→ **Brief**
Render the rows below as a numbered list, leaving out any blank lines.

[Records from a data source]
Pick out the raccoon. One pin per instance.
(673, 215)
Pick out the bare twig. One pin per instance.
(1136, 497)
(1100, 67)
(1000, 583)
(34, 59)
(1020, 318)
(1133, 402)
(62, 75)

→ **Solved exercise**
1. Pick out the raccoon. One pin per instance.
2. (673, 215)
3. Pick out the bare twig. One pin per instance.
4. (1136, 497)
5. (1100, 67)
6. (1000, 583)
7. (34, 59)
8. (1020, 318)
9. (1133, 402)
10. (62, 75)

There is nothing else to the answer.